Extract

[start]

Arguably the most intriguing aspect of the Insignia is its four-wheel-drive transmission. Essentially it’s the same basic GKN setup already seen on the Ford Focus RS, and while it’s not as aggressively calibrated in the Vauxhall, it still delivers similar torque vectoring abilities. In practice, the system can shuffle torque across the rear axle, overdriving the outside rear wheel to help point the car’s nose into the apex of a corner and therefore reduce understeer. Vauxhall also makes big play of the ‘yaw damping’, which essentially is torque vectoring in reverse. By monitoring steering angle and throttle position it can control the way the diff locks, creating greater stability (less yaw) in normal (Tour) mode and more agility when the Sport setting is engaged.
Elsewhere, engineers have tweaked the GSi’s suspension, dropping the ride height by 10mm and adding stiffer spring rates (by between 35 and 40 percent, depending on whether it’s a hatch or an estate model). Also tweaked is the mapping for both the standard FlexRide adaptive dampers and the electronic stability control – there’s now a ‘Competition’ setting that gives you greater leeway before the systems intervene.
Finally, the standard 20-inch alloys are wrapped in high performance Michelin Pilot Sport 4 S tyres, while upgraded Brembo calipers clamp larger discs (345mm at the front, 315mm at the rear).

[end]

Prompt A
Could you return the listing lines from the one containing "Reviewer note: make sure every instance of the football" up to and including the final line of the listing, reproduced without any change?

Material for this task
[start]

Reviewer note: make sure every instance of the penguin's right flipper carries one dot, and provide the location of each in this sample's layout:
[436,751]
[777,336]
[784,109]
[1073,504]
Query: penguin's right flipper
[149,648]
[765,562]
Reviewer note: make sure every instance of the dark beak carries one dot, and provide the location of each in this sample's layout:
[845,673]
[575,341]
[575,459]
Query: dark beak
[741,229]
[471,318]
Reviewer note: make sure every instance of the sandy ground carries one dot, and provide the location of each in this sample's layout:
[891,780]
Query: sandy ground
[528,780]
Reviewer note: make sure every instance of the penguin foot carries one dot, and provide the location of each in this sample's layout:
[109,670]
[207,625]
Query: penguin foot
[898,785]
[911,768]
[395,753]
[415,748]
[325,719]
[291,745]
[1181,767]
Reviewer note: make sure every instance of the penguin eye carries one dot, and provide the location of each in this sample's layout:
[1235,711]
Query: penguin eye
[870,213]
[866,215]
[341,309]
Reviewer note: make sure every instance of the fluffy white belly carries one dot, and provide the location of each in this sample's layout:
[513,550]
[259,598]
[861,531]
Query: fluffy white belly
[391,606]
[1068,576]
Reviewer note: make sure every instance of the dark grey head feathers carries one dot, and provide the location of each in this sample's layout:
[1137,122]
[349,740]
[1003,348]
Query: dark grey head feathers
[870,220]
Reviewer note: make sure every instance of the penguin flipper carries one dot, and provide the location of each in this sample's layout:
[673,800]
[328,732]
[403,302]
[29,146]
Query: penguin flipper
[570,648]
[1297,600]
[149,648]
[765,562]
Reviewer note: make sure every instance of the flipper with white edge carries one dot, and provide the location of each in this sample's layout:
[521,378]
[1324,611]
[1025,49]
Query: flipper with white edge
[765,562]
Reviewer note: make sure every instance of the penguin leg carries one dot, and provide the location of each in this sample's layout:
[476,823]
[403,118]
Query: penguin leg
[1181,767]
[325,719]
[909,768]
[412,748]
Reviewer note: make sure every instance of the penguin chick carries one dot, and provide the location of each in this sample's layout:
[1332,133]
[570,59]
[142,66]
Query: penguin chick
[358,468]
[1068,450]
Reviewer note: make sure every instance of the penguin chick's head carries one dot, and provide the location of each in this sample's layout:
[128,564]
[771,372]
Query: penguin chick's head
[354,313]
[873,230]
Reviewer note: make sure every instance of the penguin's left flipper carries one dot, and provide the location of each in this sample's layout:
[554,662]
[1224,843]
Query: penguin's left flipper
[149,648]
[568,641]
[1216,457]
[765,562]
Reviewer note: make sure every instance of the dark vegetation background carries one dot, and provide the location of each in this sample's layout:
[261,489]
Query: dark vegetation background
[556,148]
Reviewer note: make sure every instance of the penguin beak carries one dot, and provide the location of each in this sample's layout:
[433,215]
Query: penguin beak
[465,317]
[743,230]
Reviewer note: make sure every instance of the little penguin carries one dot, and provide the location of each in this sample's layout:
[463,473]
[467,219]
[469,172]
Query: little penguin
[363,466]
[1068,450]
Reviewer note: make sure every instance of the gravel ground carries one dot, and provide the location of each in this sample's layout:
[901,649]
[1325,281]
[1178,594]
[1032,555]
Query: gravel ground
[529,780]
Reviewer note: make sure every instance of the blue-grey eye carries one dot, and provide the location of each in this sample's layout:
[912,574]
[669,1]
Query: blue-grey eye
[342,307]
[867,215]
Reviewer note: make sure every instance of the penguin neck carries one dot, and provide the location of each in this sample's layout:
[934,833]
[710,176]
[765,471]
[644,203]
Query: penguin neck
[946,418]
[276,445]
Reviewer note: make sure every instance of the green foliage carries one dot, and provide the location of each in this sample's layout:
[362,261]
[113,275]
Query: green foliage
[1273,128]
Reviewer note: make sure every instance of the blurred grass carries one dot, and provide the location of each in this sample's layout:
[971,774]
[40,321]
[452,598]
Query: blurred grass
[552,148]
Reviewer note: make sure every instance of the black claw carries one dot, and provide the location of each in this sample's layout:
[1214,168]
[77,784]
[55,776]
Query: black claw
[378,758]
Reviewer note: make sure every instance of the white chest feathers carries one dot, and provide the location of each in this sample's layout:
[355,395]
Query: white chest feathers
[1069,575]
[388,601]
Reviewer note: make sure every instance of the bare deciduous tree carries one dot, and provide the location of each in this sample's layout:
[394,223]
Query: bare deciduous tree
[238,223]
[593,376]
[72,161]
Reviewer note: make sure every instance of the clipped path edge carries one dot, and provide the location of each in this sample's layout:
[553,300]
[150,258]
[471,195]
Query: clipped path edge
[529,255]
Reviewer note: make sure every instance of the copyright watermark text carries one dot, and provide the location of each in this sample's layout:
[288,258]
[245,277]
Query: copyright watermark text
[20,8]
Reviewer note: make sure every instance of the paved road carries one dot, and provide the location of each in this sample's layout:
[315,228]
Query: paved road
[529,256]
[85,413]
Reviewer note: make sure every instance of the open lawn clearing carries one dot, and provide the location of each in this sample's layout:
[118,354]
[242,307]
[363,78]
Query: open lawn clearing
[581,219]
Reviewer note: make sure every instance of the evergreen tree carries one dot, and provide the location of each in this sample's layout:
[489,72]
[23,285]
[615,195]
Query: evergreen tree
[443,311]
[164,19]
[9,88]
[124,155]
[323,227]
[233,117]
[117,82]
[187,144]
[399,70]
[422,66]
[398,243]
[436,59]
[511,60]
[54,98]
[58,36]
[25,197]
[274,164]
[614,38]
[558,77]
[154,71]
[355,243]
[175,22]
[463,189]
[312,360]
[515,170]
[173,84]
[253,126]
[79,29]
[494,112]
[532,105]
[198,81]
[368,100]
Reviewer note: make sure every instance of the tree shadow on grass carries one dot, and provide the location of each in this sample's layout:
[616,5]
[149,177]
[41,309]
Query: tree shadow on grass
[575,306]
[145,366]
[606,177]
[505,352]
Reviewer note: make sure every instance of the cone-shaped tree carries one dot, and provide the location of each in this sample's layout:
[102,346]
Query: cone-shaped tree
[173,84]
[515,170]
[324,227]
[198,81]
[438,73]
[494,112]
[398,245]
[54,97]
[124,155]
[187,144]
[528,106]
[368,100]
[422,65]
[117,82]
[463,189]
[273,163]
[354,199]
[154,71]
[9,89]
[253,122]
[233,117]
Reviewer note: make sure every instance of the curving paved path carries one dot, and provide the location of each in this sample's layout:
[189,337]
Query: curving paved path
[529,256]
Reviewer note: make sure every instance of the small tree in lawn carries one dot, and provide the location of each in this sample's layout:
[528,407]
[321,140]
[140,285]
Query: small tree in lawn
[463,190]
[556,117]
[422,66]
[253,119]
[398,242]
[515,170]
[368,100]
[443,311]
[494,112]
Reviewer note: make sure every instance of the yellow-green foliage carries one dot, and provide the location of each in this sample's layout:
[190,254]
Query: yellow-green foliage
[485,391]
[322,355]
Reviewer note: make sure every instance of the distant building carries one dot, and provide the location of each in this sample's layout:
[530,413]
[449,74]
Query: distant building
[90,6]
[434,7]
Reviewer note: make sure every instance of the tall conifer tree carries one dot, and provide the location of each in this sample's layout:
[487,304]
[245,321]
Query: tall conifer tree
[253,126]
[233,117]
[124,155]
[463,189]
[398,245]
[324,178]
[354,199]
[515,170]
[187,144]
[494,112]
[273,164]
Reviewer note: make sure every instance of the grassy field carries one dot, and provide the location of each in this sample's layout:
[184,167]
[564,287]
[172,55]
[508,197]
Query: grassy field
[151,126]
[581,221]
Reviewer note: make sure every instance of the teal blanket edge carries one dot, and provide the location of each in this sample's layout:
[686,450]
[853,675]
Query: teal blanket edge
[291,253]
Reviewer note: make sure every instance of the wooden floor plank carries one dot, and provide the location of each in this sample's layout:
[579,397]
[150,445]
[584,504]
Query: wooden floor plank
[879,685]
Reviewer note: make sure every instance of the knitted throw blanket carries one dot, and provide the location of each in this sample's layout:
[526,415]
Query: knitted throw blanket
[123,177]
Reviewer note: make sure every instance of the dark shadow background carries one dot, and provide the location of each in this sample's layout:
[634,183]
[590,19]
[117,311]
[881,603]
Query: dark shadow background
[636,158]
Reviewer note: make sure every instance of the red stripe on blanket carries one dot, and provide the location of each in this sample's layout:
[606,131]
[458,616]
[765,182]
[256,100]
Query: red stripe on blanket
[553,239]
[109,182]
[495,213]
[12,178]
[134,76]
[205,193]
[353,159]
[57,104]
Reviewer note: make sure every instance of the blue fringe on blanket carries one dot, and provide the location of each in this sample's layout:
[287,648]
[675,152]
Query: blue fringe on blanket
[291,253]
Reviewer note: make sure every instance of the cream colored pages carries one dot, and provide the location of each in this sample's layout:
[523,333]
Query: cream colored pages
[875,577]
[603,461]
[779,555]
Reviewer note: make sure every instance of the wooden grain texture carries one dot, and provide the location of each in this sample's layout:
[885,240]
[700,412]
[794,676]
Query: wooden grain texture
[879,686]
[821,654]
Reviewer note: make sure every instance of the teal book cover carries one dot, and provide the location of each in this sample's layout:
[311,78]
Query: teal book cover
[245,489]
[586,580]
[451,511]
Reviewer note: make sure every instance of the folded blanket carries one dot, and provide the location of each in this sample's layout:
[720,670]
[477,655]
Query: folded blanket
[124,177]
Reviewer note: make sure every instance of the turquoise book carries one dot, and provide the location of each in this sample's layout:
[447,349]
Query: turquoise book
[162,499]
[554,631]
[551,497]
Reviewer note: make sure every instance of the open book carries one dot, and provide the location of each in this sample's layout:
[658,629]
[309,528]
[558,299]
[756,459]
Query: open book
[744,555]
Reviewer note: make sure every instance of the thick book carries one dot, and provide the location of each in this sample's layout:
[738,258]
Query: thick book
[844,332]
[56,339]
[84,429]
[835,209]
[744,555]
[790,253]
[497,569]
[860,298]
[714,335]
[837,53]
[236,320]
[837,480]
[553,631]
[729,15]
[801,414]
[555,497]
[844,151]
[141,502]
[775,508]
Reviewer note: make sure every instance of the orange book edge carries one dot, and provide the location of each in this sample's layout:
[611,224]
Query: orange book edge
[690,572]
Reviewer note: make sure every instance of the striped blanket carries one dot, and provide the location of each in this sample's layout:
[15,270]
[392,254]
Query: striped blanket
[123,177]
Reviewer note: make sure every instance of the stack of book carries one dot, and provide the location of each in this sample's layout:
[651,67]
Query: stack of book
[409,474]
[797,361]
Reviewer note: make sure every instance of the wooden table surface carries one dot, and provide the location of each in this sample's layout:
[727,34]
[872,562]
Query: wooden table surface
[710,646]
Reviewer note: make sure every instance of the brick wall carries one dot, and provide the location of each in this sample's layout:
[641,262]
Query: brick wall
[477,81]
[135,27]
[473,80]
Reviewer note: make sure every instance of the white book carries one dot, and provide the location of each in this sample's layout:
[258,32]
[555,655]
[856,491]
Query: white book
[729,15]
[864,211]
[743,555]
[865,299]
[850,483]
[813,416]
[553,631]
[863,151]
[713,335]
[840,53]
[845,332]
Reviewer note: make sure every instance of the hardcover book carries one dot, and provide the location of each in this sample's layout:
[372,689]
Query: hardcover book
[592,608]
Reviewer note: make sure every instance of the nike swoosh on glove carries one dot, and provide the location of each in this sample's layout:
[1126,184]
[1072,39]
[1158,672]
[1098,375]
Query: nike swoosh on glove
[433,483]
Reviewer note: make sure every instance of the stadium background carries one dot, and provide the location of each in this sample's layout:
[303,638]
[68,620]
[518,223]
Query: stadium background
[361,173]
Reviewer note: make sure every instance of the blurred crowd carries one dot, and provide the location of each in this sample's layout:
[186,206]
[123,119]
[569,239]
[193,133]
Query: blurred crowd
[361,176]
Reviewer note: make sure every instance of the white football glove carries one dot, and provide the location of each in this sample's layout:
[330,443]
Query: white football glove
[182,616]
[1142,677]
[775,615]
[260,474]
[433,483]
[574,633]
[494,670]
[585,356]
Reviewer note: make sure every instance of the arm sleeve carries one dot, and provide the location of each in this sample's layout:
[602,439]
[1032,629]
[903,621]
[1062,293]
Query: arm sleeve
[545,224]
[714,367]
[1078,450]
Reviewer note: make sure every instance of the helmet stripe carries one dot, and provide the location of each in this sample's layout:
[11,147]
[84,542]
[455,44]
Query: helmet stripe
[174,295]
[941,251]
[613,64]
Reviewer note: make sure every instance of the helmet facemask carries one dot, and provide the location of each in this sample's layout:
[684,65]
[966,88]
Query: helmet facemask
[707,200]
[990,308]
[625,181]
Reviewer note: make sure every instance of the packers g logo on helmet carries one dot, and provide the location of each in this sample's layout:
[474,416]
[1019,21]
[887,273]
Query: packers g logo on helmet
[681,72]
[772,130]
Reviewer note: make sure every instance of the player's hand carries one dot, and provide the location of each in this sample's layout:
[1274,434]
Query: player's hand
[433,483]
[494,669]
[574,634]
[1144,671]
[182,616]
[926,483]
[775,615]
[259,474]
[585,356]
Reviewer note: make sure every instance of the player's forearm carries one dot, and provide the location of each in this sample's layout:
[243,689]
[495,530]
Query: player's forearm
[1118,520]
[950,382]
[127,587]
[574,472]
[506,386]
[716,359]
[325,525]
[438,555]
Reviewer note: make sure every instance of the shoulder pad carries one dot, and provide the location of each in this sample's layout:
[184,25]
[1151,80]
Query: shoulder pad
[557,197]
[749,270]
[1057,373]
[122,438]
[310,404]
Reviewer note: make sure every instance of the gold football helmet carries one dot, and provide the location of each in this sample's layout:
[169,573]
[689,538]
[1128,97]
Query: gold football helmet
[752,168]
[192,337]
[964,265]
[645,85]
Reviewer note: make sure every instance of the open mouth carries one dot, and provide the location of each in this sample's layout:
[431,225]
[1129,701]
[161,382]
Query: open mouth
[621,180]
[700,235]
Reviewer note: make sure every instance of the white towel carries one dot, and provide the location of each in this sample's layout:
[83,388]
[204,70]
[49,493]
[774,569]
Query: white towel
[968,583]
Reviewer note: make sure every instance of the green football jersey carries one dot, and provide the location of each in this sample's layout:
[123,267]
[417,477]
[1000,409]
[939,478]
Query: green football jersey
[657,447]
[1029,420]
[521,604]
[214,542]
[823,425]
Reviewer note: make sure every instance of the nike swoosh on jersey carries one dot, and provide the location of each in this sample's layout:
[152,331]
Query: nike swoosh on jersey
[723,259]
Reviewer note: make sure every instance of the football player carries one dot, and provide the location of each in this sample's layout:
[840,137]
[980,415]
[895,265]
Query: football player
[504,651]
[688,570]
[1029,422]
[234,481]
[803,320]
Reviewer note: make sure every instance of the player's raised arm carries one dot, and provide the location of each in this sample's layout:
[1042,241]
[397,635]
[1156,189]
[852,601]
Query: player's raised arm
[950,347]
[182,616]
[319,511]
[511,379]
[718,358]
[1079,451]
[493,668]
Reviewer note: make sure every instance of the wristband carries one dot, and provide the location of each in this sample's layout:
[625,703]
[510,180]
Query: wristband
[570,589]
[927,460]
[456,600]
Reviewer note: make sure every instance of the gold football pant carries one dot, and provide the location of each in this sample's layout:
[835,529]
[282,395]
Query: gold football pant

[end]

Prompt B
Would you retype the full passage on the Insignia GSi's four-wheel drive, suspension, wheels and brakes word for word?

Exercise output A
Reviewer note: make sure every instance of the football player carries one dot, and provide the location of each in this sample's layout:
[840,137]
[980,415]
[895,265]
Query: football player
[504,651]
[688,570]
[1029,422]
[234,481]
[803,320]
Reviewer note: make sure every instance of the player's raised arm carries one dot, and provide the location of each in this sample's layout:
[1042,241]
[397,635]
[1156,189]
[852,601]
Query: player's raised arm
[950,347]
[182,616]
[319,511]
[511,379]
[718,358]
[1079,451]
[493,668]
Reviewer note: make sure every instance of the wristband carries one dot, and provide the location of each in this sample's layout:
[625,703]
[510,180]
Query: wristband
[570,589]
[927,460]
[456,600]
Reviewer note: make sure every instance of the gold football pant carries one dot, and provide the location of each in this sample's layout:
[835,529]
[282,395]
Query: gold football pant

Exercise output B
Arguably the most intriguing aspect of the Insignia is its four-wheel-drive transmission. Essentially it’s the same basic GKN setup already seen on the Ford Focus RS, and while it’s not as aggressively calibrated in the Vauxhall, it still delivers similar torque vectoring abilities. In practice, the system can shuffle torque across the rear axle, overdriving the outside rear wheel to help point the car’s nose into the apex of a corner and therefore reduce understeer. Vauxhall also makes big play of the ‘yaw damping’, which essentially is torque vectoring in reverse. By monitoring steering angle and throttle position it can control the way the diff locks, creating greater stability (less yaw) in normal (Tour) mode and more agility when the Sport setting is engaged.
Elsewhere, engineers have tweaked the GSi’s suspension, dropping the ride height by 10mm and adding stiffer spring rates (by between 35 and 40 percent, depending on whether it’s a hatch or an estate model). Also tweaked is the mapping for both the standard FlexRide adaptive dampers and the electronic stability control – there’s now a ‘Competition’ setting that gives you greater leeway before the systems intervene.
Finally, the standard 20-inch alloys are wrapped in high performance Michelin Pilot Sport 4 S tyres, while upgraded Brembo calipers clamp larger discs (345mm at the front, 315mm at the rear).